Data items
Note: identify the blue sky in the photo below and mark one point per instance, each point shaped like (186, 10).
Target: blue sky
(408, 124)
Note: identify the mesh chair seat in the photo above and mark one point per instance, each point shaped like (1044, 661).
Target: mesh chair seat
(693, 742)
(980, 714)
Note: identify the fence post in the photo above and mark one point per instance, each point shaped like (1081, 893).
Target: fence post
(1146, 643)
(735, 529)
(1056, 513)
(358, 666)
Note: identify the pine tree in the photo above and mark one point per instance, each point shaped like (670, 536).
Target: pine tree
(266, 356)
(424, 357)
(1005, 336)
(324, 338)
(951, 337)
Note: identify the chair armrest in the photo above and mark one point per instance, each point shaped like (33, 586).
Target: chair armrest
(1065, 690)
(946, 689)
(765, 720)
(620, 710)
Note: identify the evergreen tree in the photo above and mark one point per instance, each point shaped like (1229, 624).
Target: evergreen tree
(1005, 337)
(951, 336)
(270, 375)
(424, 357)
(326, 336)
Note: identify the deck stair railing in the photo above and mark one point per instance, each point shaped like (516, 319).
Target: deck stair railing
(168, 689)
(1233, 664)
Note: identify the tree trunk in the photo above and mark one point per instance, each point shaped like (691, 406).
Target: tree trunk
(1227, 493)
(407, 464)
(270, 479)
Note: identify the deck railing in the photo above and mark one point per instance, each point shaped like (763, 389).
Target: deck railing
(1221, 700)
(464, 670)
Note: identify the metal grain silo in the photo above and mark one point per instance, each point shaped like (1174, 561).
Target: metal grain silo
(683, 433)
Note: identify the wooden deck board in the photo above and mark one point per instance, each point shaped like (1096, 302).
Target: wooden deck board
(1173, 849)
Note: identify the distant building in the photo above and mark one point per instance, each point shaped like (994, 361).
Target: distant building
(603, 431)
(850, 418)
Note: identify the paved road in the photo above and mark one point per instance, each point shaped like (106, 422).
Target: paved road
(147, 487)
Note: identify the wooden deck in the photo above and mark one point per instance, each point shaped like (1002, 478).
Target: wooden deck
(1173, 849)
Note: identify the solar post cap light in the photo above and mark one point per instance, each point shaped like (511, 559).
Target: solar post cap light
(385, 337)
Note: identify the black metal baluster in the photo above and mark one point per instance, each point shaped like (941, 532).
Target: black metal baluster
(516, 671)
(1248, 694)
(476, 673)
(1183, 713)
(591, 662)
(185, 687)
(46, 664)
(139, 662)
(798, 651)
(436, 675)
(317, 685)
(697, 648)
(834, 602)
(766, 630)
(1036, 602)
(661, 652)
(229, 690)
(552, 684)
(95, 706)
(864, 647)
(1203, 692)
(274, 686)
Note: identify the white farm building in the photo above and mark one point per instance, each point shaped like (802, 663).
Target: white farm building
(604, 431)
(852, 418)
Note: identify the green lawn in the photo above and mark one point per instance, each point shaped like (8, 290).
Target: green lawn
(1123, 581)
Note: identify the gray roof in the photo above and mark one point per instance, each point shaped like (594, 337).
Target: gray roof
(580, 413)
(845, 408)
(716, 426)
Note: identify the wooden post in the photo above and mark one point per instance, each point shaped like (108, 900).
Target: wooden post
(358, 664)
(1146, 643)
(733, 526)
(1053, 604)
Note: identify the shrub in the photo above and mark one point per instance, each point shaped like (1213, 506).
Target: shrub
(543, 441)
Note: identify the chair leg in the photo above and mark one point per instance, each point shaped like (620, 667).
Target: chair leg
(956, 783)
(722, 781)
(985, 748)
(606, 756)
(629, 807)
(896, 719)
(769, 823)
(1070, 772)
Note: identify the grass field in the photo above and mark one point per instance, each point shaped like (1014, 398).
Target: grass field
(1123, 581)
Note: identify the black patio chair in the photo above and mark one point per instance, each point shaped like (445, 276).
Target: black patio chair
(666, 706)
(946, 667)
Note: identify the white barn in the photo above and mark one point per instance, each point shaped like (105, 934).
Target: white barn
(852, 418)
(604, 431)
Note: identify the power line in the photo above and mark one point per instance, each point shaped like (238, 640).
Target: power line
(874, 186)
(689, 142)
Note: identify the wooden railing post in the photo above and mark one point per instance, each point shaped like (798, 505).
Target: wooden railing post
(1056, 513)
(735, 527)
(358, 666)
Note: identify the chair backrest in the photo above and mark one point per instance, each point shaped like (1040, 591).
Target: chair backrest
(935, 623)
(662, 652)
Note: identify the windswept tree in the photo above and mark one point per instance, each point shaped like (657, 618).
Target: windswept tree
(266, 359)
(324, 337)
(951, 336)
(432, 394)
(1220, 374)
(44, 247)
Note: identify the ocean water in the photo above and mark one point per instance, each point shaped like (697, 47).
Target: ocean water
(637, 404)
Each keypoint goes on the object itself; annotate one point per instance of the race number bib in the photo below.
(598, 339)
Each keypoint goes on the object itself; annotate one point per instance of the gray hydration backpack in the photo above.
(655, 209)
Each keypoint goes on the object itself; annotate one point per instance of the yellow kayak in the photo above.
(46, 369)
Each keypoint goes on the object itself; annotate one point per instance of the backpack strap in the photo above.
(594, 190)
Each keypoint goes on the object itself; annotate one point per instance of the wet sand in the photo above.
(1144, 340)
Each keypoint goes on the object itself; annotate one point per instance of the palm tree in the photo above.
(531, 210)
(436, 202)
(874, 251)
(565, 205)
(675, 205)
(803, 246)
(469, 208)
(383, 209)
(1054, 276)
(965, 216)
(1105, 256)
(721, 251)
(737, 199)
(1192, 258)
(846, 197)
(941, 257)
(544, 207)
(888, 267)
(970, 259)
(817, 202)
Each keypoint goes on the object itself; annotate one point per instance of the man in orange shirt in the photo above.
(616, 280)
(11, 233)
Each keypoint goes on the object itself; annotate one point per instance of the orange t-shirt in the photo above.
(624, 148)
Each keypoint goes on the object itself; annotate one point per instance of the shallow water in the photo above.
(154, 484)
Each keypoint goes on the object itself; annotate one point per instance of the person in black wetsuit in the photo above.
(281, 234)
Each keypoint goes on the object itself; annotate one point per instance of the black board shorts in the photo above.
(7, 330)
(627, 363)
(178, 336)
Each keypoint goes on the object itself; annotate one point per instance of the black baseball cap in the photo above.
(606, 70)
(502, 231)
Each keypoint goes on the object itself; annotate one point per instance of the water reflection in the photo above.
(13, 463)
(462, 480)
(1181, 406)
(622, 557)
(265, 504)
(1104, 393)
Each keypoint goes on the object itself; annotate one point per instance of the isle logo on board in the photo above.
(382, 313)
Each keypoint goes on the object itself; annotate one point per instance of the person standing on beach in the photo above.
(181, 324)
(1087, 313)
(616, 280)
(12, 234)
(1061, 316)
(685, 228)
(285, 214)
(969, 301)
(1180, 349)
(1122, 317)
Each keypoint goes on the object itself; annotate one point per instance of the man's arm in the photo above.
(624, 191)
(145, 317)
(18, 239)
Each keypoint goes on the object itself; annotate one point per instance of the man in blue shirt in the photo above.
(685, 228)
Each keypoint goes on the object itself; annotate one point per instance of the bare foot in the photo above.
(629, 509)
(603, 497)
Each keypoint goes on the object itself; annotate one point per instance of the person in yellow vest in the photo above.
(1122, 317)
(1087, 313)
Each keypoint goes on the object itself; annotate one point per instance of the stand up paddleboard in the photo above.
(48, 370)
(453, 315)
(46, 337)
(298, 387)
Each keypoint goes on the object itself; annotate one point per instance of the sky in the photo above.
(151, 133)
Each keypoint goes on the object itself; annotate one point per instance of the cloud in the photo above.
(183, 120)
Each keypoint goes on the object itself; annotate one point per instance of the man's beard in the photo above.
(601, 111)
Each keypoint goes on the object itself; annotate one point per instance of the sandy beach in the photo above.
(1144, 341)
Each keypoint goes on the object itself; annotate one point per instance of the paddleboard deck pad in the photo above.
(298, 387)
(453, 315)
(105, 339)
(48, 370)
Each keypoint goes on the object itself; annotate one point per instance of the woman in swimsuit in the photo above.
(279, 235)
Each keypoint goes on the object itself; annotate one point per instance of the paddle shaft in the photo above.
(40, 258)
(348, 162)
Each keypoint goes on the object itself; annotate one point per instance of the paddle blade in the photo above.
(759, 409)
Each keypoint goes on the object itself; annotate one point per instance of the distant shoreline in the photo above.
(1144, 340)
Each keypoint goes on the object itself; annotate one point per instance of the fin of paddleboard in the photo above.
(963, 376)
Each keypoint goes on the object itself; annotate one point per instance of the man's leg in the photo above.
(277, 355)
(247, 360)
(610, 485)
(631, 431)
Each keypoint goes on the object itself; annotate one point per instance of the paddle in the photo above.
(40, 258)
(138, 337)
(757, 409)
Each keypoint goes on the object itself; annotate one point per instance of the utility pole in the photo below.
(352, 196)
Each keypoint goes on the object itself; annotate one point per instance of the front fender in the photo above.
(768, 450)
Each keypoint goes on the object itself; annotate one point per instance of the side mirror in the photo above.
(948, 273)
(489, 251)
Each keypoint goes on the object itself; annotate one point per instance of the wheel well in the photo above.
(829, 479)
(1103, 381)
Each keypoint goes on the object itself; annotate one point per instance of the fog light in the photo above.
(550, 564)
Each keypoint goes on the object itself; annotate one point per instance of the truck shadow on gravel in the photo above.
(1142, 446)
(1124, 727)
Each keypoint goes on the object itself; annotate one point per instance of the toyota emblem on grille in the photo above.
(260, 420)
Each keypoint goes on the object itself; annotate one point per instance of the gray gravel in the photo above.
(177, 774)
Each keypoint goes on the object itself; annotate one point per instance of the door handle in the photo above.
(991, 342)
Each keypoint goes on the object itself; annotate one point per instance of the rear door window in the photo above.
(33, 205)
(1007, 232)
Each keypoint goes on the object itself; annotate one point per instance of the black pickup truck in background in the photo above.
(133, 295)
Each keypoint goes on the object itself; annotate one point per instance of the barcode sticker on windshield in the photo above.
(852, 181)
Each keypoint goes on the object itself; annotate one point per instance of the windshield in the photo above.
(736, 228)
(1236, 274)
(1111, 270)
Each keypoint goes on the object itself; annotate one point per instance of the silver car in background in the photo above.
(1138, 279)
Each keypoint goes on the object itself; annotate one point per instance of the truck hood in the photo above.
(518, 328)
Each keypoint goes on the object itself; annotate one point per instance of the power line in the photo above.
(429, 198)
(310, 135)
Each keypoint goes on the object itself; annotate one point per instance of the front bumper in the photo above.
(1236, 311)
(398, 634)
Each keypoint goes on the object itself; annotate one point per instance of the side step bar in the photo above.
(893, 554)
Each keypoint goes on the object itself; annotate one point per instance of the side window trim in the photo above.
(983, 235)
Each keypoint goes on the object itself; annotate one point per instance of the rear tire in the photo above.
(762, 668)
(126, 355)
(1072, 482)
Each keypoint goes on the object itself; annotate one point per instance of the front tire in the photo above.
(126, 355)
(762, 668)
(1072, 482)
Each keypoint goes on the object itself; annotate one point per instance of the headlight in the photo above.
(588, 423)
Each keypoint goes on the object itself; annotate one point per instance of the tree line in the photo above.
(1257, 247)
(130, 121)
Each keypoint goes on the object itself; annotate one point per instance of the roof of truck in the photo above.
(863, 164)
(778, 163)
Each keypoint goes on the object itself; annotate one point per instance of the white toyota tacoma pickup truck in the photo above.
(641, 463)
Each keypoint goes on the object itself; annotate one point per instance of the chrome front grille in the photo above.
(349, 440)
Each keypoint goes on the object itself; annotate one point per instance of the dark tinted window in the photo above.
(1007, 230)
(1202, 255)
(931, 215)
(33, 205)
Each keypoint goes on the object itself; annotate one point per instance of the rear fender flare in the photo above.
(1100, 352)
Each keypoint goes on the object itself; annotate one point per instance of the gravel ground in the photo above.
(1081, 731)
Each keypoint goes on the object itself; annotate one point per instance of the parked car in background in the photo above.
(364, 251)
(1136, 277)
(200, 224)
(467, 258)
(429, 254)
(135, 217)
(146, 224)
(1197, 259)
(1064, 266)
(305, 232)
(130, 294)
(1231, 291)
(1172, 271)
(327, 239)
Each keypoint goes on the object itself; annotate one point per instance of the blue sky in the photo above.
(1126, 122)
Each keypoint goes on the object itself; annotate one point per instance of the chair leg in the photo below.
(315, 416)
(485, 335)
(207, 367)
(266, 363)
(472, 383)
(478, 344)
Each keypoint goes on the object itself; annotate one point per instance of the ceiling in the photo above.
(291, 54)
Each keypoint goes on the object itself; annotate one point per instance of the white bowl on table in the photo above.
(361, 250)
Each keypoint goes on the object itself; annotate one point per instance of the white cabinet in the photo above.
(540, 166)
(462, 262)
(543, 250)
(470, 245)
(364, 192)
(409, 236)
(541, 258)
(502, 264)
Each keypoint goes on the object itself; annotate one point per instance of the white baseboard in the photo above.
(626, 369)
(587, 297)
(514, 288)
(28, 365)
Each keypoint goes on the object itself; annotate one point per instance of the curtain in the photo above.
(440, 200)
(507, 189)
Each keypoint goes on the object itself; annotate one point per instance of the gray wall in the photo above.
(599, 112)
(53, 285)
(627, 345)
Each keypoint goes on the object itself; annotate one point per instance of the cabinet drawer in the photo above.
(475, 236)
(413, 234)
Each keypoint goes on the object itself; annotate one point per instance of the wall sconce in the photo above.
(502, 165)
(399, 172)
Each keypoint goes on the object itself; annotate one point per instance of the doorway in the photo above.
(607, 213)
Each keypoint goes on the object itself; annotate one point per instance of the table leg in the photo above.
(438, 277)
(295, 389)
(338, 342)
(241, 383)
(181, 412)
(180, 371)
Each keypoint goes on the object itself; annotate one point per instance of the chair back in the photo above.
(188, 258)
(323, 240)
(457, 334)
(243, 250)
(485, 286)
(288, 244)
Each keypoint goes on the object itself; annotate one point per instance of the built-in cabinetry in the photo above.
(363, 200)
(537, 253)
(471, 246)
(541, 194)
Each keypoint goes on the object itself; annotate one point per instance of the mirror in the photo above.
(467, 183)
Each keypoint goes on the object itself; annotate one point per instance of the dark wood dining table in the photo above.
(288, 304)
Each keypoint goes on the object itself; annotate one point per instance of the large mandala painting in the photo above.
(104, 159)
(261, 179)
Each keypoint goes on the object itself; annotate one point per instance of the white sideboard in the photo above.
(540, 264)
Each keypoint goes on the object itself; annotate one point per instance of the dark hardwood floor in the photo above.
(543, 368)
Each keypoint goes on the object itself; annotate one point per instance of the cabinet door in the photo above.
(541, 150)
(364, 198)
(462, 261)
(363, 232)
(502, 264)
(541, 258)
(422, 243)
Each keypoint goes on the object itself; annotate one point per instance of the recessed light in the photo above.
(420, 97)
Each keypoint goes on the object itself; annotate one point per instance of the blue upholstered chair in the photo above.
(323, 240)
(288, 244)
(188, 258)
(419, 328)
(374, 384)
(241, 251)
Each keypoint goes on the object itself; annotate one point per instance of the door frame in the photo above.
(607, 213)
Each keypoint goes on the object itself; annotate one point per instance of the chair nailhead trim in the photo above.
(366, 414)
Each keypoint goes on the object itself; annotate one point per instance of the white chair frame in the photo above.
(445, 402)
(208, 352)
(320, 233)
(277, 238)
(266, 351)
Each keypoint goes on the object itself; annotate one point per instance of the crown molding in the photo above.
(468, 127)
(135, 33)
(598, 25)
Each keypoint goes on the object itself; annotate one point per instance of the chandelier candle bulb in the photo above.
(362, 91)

[THE TASK]: Copy the rows above word for word. Begin at the line that contains "Note: identify the evergreen" and stop after the line that contains "(1233, 664)".

[COMPLETE ANSWER]:
Note: identify the evergreen tree in the photo above and mark one point per instance, each point shaped like (1229, 624).
Target: evergreen tree
(1005, 337)
(951, 336)
(270, 375)
(424, 357)
(326, 336)
Note: identify the deck stair railing in the photo above and mark one point per instance, each point shaped like (516, 319).
Target: deck stair railing
(168, 689)
(1233, 664)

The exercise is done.